**TEXT**
-=-=-

Übungen in den eigenen vier Wände stellen in der Physiotherapie einen wesentlichen Beitrag für den Heilerfolg dar. Allerdings fehlt bei den Heimprogrammen neben dem Feedback des Therapeuten nicht selten die Motivation des Betroffenen: Programme werden schlampig umgesetzt. Um die Compliance zu verbessern, werden zahlreiche Wege beschritten: Bereits 2010 entstand in Graz „Game Based Physiotherapie“ für Kinder mit der Diagnose „Juvenile idiopathische Skoliose“. Diese Spiele heißen „Exergames“, ein Schachtelbegriff aus den englischen Begriffen „Exercise“ und „Game“. Exergames sollen mit ausgefeilter Technologie die Freude der jugendlichen Zielgruppe an den Heilprogrammen deutlich heben.

-=-=-

**ANGEZEIGTE INFORMATIONEN**
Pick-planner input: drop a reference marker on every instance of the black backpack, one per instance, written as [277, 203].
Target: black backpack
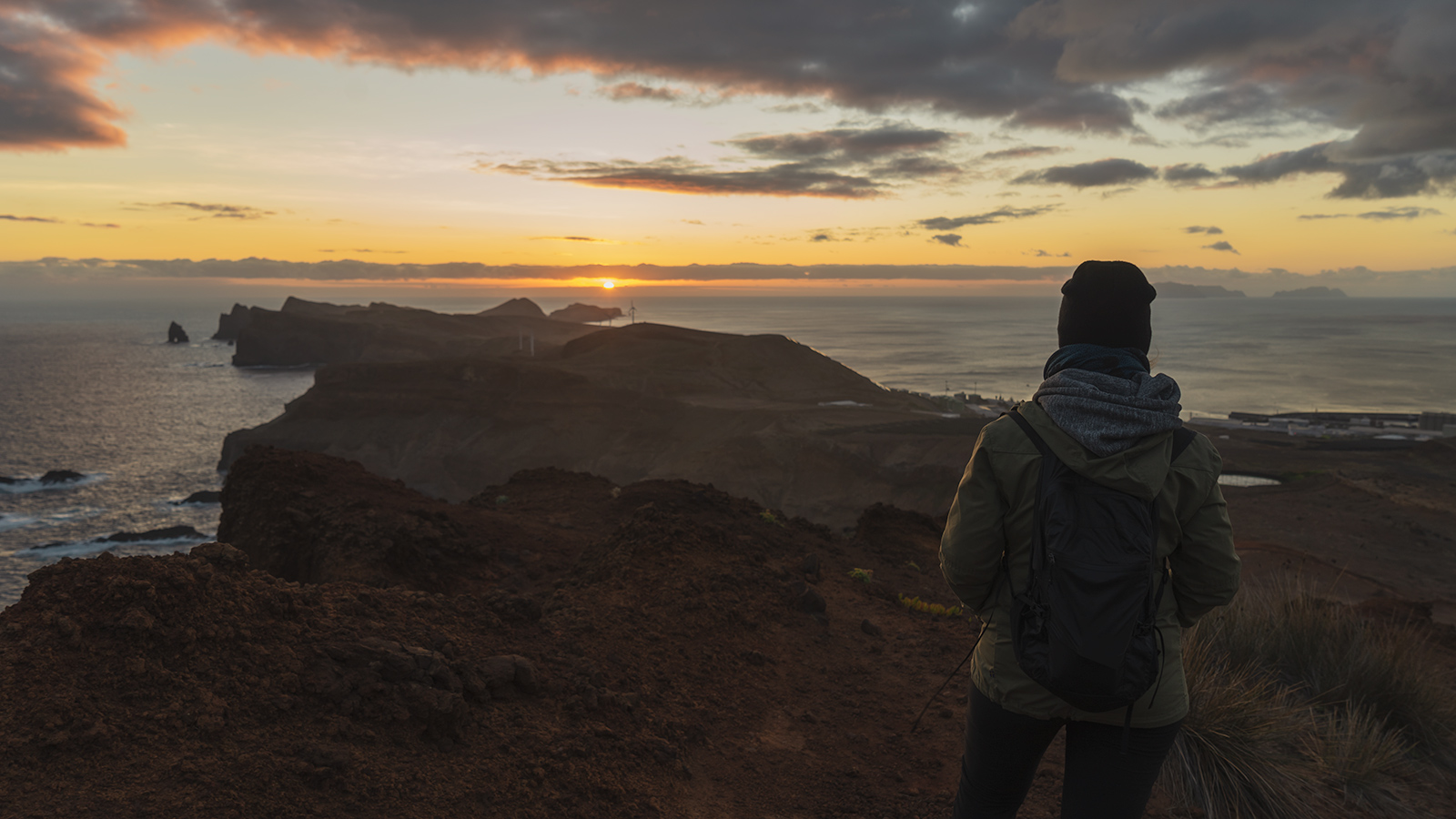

-=-=-

**AUFGABEN**
**a.** Fassen Sie den Absatz des Textes, der mit „Übungen in den eigenen“ beginnt, als Stichpunktliste zusammen. Die wichtigsten Fakten sollen erhalten bleiben.
**b.** Übernehmen Sie aus dem Text wortgetreu die Stelle, die bei „Übungen in den“ anfängt und bei „Heilprogrammen deutlich heben.“ aufhört.

**LÖSUNGEN**
**a.**
- Übungen zu Hause tragen in der Physiotherapie wesentlich zum Heilerfolg bei.
- Bei Heimprogrammen fehlen oft das Feedback des Therapeuten und die Motivation der Betroffenen. Die Programme werden deshalb schlampig umgesetzt.
- Um die Compliance zu verbessern, werden zahlreiche Wege beschritten.
- Schon 2010 entstand in Graz „Game Based Physiotherapie“ für Kinder mit der Diagnose „Juvenile idiopathische Skoliose“.
- Diese Spiele heißen „Exergames“, zusammengesetzt aus „Exercise“ und „Game“.
- Mit ausgefeilter Technologie sollen sie die Freude der jugendlichen Zielgruppe an den Heilprogrammen deutlich steigern.

**b.**
Übungen in den eigenen vier Wände stellen in der Physiotherapie einen wesentlichen Beitrag für den Heilerfolg dar. Allerdings fehlt bei den Heimprogrammen neben dem Feedback des Therapeuten nicht selten die Motivation des Betroffenen: Programme werden schlampig umgesetzt. Um die Compliance zu verbessern, werden zahlreiche Wege beschritten: Bereits 2010 entstand in Graz „Game Based Physiotherapie“ für Kinder mit der Diagnose „Juvenile idiopathische Skoliose“. Diese Spiele heißen „Exergames“, ein Schachtelbegriff aus den englischen Begriffen „Exercise“ und „Game“. Exergames sollen mit ausgefeilter Technologie die Freude der jugendlichen Zielgruppe an den Heilprogrammen deutlich heben.